_TASK BRIEF_. Express every line of the listing as a JSON list of strings, one string per line, with blank lines left out.

_AVAILABLE DATA_.
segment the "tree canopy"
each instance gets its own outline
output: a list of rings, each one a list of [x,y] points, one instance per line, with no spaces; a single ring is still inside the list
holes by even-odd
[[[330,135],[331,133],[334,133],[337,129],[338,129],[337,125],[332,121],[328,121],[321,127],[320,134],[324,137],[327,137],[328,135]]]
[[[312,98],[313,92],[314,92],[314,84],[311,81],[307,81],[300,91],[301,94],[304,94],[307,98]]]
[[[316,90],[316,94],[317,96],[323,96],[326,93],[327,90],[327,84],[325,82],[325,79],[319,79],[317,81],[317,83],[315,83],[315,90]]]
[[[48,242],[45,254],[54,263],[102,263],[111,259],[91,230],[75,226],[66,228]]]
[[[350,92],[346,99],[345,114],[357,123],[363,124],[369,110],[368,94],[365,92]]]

_THE COMPLETED TASK_.
[
  "segment the \"tree canopy\"",
  "each instance gets its own outline",
  "output: a list of rings, each one a list of [x,y] points, one instance per line, with no spaces; a single ring is still inside the list",
  "holes by even-odd",
  "[[[330,135],[331,133],[334,133],[337,129],[338,129],[337,125],[332,121],[328,121],[321,127],[320,134],[324,137],[327,137],[328,135]]]",
  "[[[312,98],[313,92],[314,92],[314,84],[311,81],[307,81],[300,91],[301,94],[304,94],[307,98]]]",
  "[[[316,90],[316,94],[317,96],[323,96],[326,93],[327,90],[327,84],[325,82],[325,79],[319,79],[317,81],[317,83],[315,83],[315,90]]]",
  "[[[48,242],[45,254],[54,263],[102,263],[111,259],[91,230],[75,226],[66,228]]]",
  "[[[350,92],[346,99],[345,114],[357,123],[363,124],[369,110],[368,94],[365,92]]]"
]